* Tasks for this exercise
1. Answer these from the passage on capturing requirements:
(a) Why are the stages of the process considered in isolation?
(b) What should a UX designer begin to develop as early as possible?
(c) What does the passage call a major challenge?
2. Collect every line of the records that contains the string "windshield", matching case exactly.

* Document passage
Rather than look at a specific product development process, we’ll consider some important stages of this process in isolation. This is not to suggest that our proposed tool would only support a waterfall process; it is just to simplify the description of the tool.

Capturing Requirements

Any good product development process must begin with a clear, unambiguous set of requirements that a product team defines considering the context of the product’s target users. Thus, a UCD tool that enables the product development process must first capture requirements—supporting multiple, concurrent users—and allow a team to structure requirements according to the needs of the project.

Ideally, each requirement should be discreet, and the team should identify and prioritize requirements that are either directly or indirectly part of the user experience and relate them to the target user groups. As early as possible, a UX designer should begin to develop wireframes and share them with project stakeholders to gather feedback. By linking requirements—which don’t contain any UX details—with wireframes, you can meet your team’s implicit need to express requirements in visual terms and increase people’s comprehension of them.

Stakeholders should have a clear line of sight from requirements to their corresponding wireframes and be able to annotate the wireframes with their feedback. It must be possible for people to identify and capture additional opportunities and requirements, then use these as part of an iterative design improvement process. A major challenge here is managing and prioritizing the flow of feedback. However, the benefit is giving stakeholders a much greater sense of ownership and involvement in the design process.

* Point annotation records

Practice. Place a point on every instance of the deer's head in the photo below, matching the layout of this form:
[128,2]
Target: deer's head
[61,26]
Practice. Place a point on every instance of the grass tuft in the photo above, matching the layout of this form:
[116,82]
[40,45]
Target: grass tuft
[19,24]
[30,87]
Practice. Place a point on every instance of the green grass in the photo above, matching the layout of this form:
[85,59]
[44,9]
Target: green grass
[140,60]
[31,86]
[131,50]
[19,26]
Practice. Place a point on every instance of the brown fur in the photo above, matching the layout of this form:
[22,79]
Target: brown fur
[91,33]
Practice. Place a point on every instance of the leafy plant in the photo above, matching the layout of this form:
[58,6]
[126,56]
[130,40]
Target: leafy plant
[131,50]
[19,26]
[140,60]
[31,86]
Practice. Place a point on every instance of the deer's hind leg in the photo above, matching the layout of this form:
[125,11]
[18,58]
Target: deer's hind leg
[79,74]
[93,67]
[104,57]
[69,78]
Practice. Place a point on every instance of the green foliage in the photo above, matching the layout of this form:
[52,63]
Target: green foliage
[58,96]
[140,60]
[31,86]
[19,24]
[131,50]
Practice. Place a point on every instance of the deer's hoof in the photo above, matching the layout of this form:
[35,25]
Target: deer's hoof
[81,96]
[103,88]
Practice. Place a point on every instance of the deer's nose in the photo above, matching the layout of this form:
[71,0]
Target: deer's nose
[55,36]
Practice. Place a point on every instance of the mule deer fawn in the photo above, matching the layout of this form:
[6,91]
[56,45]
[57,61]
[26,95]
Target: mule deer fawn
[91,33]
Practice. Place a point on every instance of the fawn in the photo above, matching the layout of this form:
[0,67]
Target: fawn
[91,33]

==

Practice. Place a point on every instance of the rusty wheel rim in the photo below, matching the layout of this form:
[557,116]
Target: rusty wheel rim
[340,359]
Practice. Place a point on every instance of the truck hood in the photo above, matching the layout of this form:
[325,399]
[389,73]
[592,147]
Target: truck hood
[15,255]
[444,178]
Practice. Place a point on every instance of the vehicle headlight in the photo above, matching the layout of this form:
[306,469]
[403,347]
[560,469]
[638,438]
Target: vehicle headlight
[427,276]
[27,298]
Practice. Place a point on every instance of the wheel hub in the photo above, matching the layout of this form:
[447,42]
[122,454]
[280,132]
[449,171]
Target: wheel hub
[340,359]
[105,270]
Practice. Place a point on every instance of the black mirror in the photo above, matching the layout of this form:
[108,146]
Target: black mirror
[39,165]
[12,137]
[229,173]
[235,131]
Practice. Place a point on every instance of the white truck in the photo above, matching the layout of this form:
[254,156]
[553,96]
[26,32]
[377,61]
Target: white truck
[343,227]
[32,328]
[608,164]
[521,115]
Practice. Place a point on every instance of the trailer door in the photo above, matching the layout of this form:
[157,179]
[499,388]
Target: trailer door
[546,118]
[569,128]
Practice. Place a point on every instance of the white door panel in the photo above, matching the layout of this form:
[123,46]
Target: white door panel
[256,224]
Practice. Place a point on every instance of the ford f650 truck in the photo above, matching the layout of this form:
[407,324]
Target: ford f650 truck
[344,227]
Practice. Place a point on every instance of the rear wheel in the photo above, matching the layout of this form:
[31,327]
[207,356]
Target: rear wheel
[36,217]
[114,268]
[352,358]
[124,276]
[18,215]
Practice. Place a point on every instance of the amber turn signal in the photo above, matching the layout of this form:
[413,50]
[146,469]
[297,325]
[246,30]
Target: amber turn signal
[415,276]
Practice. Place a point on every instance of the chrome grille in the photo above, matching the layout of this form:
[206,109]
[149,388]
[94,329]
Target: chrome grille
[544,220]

...

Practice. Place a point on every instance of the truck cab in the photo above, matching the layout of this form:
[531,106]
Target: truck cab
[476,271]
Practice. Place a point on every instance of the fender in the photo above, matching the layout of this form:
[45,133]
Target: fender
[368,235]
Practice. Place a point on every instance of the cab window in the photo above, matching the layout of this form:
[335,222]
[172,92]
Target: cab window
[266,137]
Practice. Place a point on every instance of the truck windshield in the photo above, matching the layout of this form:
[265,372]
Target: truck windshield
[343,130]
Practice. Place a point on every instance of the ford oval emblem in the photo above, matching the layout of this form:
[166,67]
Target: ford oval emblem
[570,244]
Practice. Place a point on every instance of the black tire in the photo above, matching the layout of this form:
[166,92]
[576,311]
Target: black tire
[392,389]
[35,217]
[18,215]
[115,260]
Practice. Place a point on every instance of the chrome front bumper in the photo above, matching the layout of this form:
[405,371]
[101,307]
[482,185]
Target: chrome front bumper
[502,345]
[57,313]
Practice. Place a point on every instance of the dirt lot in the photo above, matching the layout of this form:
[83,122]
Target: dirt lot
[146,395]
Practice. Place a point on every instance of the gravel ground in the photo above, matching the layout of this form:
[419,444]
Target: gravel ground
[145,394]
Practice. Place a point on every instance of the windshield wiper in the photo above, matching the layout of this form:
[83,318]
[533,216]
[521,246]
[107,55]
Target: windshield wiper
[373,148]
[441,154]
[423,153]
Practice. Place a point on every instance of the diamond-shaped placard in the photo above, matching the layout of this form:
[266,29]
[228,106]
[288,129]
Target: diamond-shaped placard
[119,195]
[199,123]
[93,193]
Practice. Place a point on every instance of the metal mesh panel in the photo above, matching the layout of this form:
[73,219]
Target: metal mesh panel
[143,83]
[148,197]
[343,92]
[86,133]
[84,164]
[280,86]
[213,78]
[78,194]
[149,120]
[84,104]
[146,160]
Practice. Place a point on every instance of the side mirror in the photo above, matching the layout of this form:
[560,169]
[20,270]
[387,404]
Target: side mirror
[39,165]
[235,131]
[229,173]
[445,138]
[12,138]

* Solutions in order
1.
(a) To simplify the description of the tool.
(b) Wireframes.
(c) Managing and prioritizing the flow of feedback.

2.
Practice. Place a point on every instance of the truck windshield in the photo above, matching the layout of this form:
Target: truck windshield
Practice. Place a point on every instance of the windshield wiper in the photo above, matching the layout of this form:
Target: windshield wiper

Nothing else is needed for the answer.